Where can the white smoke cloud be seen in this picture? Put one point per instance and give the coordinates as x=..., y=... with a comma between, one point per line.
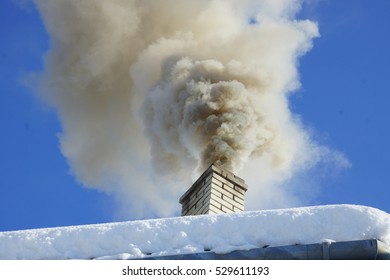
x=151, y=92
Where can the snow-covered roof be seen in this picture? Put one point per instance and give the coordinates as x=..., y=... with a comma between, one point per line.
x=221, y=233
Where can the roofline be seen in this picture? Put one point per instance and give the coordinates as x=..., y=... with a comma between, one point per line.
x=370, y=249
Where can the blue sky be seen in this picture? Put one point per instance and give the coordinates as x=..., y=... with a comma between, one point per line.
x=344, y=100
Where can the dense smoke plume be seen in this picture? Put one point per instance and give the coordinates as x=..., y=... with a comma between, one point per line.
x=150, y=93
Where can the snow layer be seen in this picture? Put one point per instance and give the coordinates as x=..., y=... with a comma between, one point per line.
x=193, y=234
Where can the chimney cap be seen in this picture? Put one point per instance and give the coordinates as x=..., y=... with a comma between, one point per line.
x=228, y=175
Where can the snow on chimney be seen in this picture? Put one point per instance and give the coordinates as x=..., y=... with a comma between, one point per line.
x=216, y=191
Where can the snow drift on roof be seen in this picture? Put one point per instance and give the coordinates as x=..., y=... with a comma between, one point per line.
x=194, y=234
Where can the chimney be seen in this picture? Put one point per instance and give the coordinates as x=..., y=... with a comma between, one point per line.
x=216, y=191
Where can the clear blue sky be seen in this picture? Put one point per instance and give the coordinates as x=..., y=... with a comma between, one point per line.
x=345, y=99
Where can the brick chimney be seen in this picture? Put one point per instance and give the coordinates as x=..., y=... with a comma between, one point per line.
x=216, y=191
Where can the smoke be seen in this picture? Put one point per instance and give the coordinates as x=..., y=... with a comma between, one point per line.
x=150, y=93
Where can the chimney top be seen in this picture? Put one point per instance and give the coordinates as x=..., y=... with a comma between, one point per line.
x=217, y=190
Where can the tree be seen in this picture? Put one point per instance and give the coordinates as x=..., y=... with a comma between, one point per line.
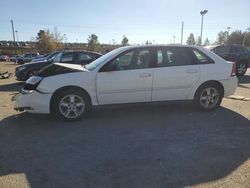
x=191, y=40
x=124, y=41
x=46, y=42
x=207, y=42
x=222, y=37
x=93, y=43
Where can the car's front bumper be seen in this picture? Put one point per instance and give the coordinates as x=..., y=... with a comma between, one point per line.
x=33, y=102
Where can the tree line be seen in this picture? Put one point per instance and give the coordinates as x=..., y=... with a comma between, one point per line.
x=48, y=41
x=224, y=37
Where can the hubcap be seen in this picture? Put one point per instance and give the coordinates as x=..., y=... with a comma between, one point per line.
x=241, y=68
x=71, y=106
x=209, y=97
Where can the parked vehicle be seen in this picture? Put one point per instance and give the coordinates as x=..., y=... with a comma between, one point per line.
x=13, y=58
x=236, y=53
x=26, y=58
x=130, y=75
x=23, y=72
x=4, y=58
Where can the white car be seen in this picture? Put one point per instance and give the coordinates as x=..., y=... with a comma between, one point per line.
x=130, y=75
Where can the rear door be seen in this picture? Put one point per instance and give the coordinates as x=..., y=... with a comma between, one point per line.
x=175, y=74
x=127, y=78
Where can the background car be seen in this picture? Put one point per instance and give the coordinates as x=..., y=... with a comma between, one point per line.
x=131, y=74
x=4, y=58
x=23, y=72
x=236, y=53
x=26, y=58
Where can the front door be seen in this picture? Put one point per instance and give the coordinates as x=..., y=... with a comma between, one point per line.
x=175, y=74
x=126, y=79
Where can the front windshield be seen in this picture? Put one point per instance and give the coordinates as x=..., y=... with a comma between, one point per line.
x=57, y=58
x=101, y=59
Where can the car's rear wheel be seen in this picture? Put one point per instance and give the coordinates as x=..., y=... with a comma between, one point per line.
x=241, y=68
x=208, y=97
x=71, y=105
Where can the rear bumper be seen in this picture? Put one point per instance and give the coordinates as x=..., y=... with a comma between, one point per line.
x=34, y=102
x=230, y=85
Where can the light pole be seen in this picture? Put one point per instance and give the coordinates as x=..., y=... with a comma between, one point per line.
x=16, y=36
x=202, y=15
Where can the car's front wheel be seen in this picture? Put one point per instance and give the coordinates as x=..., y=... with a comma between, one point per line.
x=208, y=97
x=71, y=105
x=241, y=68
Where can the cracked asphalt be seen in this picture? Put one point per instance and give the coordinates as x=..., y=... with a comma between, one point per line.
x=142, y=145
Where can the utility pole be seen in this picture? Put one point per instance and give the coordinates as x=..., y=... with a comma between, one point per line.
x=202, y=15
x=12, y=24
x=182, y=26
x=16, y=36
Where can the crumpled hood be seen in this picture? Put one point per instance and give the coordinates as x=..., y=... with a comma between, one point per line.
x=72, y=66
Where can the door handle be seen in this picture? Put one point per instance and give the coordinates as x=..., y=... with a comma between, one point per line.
==============================
* _TASK INSTRUCTIONS_:
What is needed is an exact reproduction of the data, pictures excluded.

* _TASK RESPONSE_:
Where can the white smoke cloud be seen in this picture? Put one point per instance and give the coordinates as x=..., y=... with a comma between, one point per line.
x=151, y=92
Where can the snow-covered roof be seen in this picture? Put one point per instance and give the coordinates as x=..., y=... with a comma between, one point per line.
x=221, y=233
Where can the roofline be seen in this picture? Put one point per instance and give the coordinates as x=..., y=... with a comma between, one point per line.
x=370, y=249
Where can the blue sky be seen in this picture? Put one point per instance and give the coordinates as x=..., y=... with a comma between, one point per line.
x=344, y=100
Where can the dense smoke plume be seen in this picture? Put one point per instance and give the coordinates as x=..., y=... with a comma between, one point per line.
x=150, y=93
Where can the snow layer be seen in this picture? Put one point per instance and give the coordinates as x=..., y=... with a comma between, one point per line.
x=193, y=234
Where can the chimney cap be seen in this picture? Put one point per instance and give the coordinates as x=..., y=... with a comma between, one point per line.
x=228, y=175
Where can the snow on chimney be seen in this picture? Put one point per instance and give the coordinates as x=..., y=... with a comma between, one point per line.
x=216, y=191
Where can the snow drift on roof be seen in this picture? Put one point per instance and give the coordinates as x=..., y=... with a comma between, one point per line.
x=194, y=234
Where can the chimney be seen in this picture? Put one point per instance and give the coordinates as x=..., y=... with a comma between, one point per line.
x=216, y=191
Where can the clear blue sky be seen in this picture? Put one point per instance and give the coordinates as x=..., y=... with a comma between, one point per line.
x=345, y=99
Where can the brick chimney be seen in this picture? Put one point per instance and give the coordinates as x=..., y=... with a comma between, one point per line.
x=216, y=191
Where can the smoke be seen in this picture? Put one point per instance and give the coordinates as x=..., y=... with a comma between, one point per line.
x=150, y=93
Where can the chimney top be seen in this picture? Put one point per instance and give the coordinates as x=..., y=... with a comma between, one point per line.
x=217, y=190
Where can the tree be seen in this picture? Put one point per instance and give the coordinates as x=..., y=... with a comma between, one point per line.
x=191, y=40
x=124, y=41
x=46, y=42
x=207, y=42
x=222, y=37
x=93, y=43
Where can the car's front bumper be seen in this picture? Put one point per instance and give the coordinates as x=..., y=... with a comma between, one point per line.
x=33, y=102
Where can the tree line be seen in this picture? Put one point per instance and give the coordinates as x=..., y=... with a comma between, one point per line.
x=48, y=41
x=224, y=37
Where can the hubcap be seen in this picture? Put one point per instance and give the coordinates as x=..., y=... with a comma between, one point per line.
x=241, y=68
x=71, y=106
x=209, y=97
Where can the parked vehicle be seen in this picture? Put one point per instance and give the coordinates as x=..., y=... with a comma between, one point per line.
x=13, y=58
x=236, y=53
x=26, y=58
x=130, y=75
x=23, y=72
x=4, y=58
Where can the white car be seen in this picture? Put one point per instance and give the coordinates as x=..., y=... with a comma between, one point per line.
x=130, y=75
Where can the rear door be seen in this picture? Put one point per instance and give the coordinates as x=..., y=... with a comma between, one point per line.
x=175, y=74
x=127, y=78
Where can the background car be seen in this picture? Put one point per instance and give the coordinates as x=..., y=... with a comma between, one point per line.
x=131, y=74
x=4, y=58
x=23, y=72
x=236, y=53
x=26, y=58
Where can the front door be seen in this picture? Put one point per instance and give the coordinates as x=..., y=... with a comma between, one point per line.
x=175, y=74
x=126, y=79
Where can the front windshield be seen in this picture? Put one point per instance and give the coordinates as x=..., y=... with a comma between, one point per line.
x=57, y=58
x=101, y=59
Where can the car's rear wheel be seen in this picture? Put one point per instance and give the coordinates as x=..., y=... with a comma between, one point per line.
x=241, y=68
x=208, y=97
x=71, y=105
Where can the rear bumper be seen in this picture? Put one point per instance and give the coordinates as x=..., y=... with a comma between, one point per line.
x=34, y=102
x=230, y=85
Where can the light pole be seen in this picture? Put one point per instance and give the coordinates as x=..., y=... with a comma between, one point per line.
x=16, y=36
x=202, y=15
Where can the car's front wheel be seen in this picture? Put one point per instance and give the coordinates as x=..., y=... with a comma between, one point per line.
x=208, y=97
x=71, y=105
x=241, y=68
Where can the cracked asphalt be seen in this picture? Put one point per instance and give the coordinates as x=..., y=... with a comma between, one point per line.
x=142, y=145
Where can the utility pole be seen in this picture? Put one point per instance and give the coordinates as x=..., y=... with a comma between, one point per line.
x=202, y=15
x=12, y=24
x=182, y=26
x=16, y=36
Where can the crumpled hood be seen in this picture? Put one point per instance and give the coordinates as x=..., y=... with a comma between, one point per line.
x=72, y=66
Where can the door handle be seen in this picture? Put one point per instance and give the coordinates as x=..., y=... with a comma between, one point per line.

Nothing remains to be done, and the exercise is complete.